**WHAT YOU WILL DO:**
Return each line of the records that contains the string "navy", matching case exactly.

###

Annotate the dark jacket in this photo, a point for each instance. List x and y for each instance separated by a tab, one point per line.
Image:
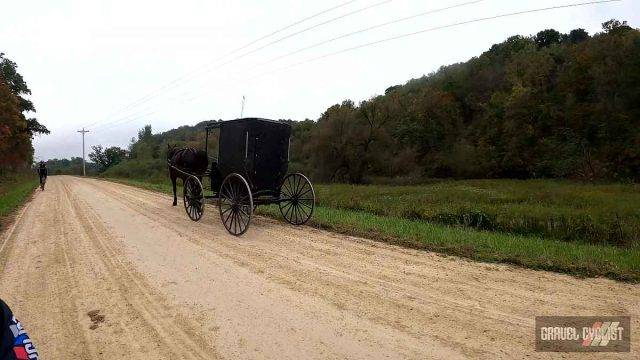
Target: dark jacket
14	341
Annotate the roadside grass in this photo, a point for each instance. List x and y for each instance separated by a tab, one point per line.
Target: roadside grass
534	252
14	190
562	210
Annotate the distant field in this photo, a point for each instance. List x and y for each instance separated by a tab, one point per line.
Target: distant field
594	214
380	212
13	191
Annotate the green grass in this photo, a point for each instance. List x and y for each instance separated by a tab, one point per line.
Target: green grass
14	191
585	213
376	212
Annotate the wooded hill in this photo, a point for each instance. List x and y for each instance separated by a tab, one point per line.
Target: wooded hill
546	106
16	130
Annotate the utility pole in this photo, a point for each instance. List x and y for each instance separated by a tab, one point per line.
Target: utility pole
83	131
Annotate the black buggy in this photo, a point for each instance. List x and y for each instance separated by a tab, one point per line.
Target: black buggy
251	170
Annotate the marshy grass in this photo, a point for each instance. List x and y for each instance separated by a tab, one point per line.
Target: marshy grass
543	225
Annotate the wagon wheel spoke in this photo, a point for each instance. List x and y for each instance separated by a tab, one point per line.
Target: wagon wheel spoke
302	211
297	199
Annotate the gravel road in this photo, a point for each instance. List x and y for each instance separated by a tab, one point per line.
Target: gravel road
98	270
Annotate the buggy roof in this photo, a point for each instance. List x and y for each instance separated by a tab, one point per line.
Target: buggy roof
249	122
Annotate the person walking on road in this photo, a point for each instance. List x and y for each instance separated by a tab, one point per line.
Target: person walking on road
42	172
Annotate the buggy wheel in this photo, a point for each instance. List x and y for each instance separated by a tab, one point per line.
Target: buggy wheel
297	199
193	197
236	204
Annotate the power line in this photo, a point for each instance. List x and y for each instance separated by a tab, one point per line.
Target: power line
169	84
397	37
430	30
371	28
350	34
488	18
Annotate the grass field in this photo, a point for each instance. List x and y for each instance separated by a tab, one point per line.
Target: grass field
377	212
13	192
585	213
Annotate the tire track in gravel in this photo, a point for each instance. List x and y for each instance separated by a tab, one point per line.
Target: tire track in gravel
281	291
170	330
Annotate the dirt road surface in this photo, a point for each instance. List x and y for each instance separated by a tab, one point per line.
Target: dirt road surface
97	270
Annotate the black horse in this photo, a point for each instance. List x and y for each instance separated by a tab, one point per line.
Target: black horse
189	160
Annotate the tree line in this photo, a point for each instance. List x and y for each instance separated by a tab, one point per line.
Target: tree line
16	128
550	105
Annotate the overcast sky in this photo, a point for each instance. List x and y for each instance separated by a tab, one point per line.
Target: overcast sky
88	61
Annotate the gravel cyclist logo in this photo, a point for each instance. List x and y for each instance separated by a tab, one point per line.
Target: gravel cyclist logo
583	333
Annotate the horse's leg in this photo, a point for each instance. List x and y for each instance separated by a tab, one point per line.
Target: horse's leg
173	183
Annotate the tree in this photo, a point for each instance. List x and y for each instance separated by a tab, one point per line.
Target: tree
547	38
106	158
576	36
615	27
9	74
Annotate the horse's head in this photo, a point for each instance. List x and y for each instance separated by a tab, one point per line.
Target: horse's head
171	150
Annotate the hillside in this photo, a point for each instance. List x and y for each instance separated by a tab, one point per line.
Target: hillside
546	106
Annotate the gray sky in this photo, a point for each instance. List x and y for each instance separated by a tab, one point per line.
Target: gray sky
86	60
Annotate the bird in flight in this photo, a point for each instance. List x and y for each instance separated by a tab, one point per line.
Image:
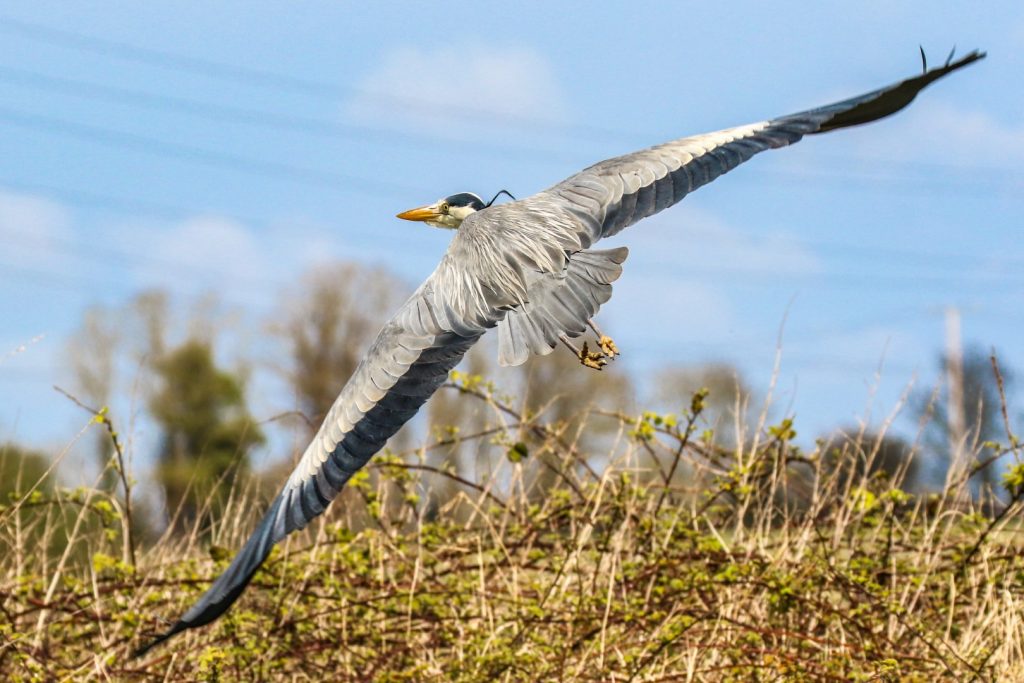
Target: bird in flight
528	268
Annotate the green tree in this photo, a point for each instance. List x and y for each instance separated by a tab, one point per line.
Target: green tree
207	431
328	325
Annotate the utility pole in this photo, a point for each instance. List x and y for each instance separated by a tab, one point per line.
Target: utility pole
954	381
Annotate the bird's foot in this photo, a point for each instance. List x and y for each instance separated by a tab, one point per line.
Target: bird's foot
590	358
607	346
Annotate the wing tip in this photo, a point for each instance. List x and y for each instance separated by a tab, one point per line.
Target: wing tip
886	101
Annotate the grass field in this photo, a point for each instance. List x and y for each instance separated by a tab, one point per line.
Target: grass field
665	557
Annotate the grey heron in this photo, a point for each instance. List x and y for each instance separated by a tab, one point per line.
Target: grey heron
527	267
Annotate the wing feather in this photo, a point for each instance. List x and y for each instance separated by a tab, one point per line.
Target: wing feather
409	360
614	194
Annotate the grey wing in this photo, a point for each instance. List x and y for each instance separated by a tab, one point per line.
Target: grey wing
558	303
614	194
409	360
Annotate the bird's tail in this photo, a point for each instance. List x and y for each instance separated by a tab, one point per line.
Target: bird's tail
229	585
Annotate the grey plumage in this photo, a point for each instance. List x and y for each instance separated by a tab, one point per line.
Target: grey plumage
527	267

###

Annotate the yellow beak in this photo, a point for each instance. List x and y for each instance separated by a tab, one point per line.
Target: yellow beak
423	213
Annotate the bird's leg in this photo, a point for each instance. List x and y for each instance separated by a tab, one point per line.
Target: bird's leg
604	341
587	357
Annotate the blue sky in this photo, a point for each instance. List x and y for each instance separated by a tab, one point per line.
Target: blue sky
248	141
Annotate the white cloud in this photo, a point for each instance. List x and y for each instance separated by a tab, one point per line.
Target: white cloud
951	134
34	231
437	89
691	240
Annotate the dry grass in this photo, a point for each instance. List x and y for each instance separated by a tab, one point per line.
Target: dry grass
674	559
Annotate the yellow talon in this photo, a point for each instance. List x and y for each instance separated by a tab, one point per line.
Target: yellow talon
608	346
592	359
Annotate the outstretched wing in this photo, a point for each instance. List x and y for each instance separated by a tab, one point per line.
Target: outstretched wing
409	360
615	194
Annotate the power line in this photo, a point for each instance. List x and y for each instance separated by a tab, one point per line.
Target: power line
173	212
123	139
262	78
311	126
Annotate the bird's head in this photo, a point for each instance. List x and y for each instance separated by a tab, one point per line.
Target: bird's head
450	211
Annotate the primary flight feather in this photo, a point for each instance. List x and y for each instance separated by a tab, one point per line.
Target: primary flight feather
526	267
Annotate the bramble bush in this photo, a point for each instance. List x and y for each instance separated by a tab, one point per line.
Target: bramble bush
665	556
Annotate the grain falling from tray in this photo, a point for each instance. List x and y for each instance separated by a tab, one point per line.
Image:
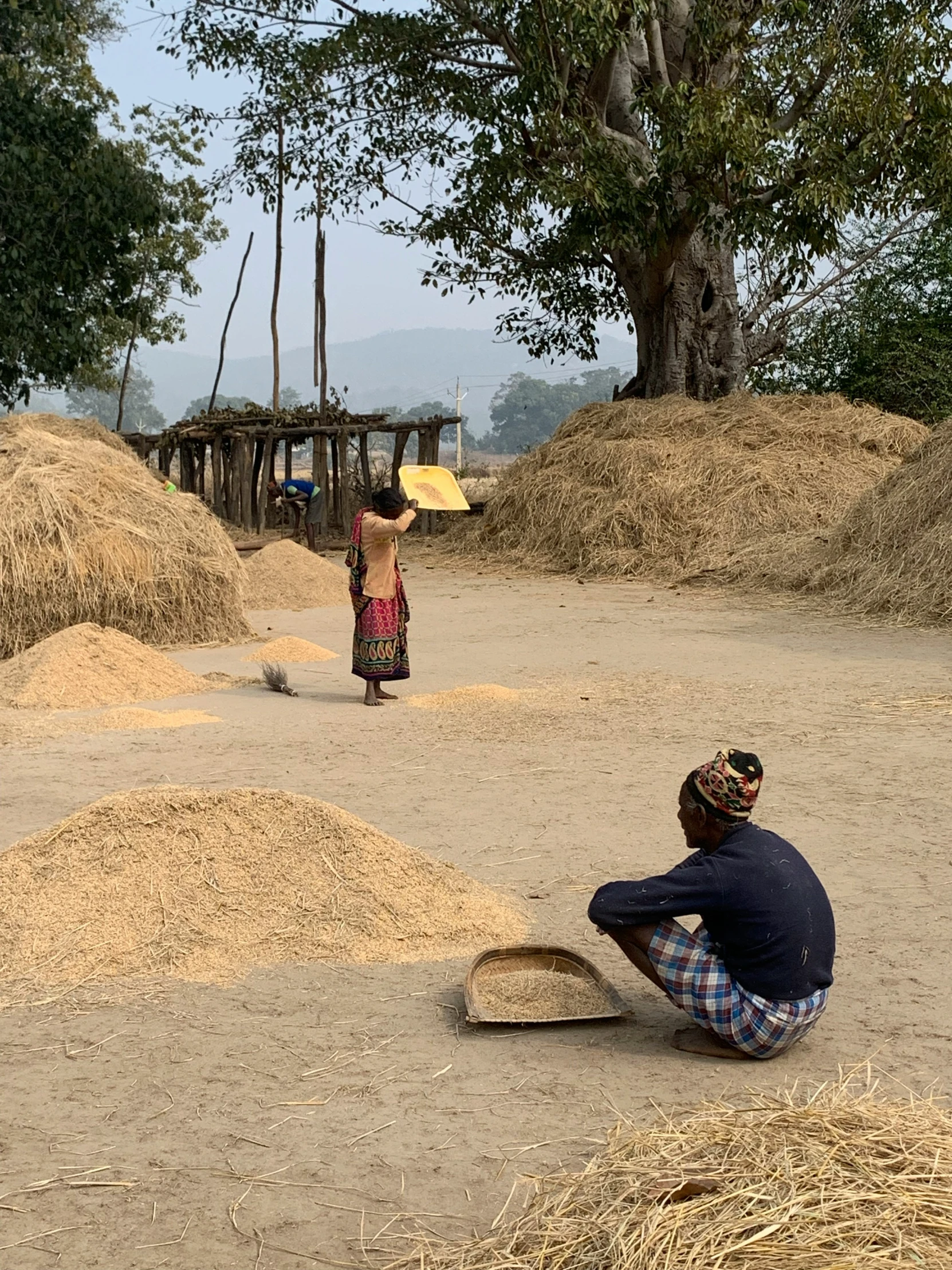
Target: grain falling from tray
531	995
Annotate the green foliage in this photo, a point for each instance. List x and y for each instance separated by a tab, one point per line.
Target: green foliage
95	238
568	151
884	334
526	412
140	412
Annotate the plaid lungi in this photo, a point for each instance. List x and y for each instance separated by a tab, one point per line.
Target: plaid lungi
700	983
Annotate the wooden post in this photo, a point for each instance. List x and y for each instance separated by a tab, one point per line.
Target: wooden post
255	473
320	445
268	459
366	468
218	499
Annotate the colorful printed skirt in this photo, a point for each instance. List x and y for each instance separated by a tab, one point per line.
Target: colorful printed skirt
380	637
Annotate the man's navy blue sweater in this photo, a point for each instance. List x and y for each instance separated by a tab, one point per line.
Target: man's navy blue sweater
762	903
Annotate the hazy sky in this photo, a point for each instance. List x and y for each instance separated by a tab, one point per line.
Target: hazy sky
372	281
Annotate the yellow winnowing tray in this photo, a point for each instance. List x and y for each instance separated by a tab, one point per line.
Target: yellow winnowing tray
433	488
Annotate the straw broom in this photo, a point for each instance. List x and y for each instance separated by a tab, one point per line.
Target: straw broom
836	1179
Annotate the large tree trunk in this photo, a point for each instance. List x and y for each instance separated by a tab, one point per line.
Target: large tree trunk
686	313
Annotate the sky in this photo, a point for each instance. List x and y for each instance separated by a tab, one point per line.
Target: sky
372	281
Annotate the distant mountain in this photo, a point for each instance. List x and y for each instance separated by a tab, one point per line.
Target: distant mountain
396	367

###

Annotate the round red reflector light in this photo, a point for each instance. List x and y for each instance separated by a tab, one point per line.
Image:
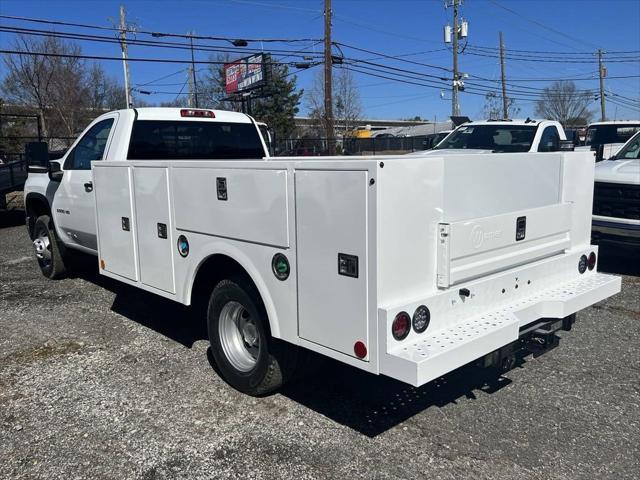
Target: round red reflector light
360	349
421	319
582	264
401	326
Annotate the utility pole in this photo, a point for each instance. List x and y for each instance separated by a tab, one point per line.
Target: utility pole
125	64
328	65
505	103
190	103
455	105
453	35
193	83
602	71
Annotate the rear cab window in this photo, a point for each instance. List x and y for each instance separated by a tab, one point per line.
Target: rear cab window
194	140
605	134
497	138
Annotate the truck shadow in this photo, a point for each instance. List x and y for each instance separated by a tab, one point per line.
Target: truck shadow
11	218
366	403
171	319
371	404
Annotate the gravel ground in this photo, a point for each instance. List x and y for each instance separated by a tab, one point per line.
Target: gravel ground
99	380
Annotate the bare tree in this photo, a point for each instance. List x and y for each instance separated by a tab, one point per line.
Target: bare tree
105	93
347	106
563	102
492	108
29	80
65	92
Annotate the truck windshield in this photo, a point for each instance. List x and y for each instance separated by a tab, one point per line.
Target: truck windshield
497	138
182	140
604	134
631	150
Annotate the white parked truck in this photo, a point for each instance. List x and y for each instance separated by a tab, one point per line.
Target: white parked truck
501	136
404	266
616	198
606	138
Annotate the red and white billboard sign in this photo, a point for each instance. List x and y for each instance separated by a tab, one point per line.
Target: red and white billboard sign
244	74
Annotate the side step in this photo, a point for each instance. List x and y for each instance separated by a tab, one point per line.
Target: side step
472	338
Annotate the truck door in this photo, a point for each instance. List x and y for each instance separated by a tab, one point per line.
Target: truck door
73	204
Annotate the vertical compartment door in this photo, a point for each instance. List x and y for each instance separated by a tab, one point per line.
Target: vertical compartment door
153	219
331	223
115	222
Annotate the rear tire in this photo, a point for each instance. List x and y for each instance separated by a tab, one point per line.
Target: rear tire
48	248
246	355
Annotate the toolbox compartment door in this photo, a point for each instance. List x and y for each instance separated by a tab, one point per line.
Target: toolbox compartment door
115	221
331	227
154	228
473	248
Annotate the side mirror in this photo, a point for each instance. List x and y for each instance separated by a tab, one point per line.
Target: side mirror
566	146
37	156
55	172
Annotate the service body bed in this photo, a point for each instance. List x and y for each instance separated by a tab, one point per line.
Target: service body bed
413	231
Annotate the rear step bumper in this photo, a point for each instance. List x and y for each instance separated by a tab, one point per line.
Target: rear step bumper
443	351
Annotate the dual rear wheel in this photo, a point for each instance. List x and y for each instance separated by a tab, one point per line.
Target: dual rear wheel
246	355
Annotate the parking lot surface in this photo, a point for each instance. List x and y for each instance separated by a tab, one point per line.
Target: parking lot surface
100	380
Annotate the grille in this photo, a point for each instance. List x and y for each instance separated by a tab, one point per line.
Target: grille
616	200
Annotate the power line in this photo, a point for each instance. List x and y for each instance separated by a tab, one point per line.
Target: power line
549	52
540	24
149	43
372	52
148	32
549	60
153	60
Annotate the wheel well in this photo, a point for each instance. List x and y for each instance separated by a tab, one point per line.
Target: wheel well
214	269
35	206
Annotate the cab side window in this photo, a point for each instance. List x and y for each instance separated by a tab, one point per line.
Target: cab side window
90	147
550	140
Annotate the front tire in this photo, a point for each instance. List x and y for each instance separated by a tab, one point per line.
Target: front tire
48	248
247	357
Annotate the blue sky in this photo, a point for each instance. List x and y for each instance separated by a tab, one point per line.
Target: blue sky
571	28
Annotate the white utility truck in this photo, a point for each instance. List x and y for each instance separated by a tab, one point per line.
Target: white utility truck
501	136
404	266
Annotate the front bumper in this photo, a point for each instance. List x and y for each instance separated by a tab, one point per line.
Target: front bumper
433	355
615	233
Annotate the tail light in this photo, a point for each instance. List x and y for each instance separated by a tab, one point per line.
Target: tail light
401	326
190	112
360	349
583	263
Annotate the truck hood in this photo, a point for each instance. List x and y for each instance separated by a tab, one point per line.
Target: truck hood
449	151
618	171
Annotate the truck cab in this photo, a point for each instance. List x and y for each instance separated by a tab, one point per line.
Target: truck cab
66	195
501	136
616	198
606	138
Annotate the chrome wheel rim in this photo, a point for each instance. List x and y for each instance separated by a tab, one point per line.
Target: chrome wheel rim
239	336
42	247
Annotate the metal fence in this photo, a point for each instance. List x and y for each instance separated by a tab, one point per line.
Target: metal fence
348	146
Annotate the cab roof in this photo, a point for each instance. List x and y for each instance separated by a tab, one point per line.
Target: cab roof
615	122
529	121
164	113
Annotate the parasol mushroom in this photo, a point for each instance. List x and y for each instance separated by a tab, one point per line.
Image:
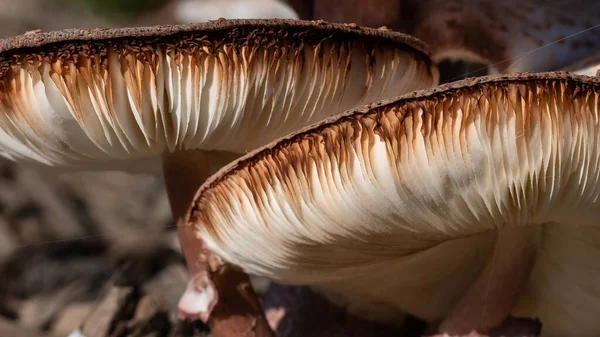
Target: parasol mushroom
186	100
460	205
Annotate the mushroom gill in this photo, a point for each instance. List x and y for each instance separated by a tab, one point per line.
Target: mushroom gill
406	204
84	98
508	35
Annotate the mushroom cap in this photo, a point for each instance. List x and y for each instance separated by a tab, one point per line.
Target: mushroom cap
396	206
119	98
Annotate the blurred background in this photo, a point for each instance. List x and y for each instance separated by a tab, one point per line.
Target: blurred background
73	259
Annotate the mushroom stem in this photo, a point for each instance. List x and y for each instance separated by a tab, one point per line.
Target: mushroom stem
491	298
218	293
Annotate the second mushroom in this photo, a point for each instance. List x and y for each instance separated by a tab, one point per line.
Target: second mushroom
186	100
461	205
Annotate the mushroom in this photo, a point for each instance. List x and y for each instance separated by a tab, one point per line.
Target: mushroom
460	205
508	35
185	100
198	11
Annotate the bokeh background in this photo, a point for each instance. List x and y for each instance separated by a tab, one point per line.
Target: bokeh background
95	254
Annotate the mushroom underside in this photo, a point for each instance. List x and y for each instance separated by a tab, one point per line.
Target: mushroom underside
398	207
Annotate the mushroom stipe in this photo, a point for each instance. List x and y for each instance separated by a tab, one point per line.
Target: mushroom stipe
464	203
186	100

###

**ANSWER:**
Annotate the man's navy blue sweater in this photo, a point for each instance. List x and y for each instance separated by a tab, one point per line.
Target: man's navy blue sweater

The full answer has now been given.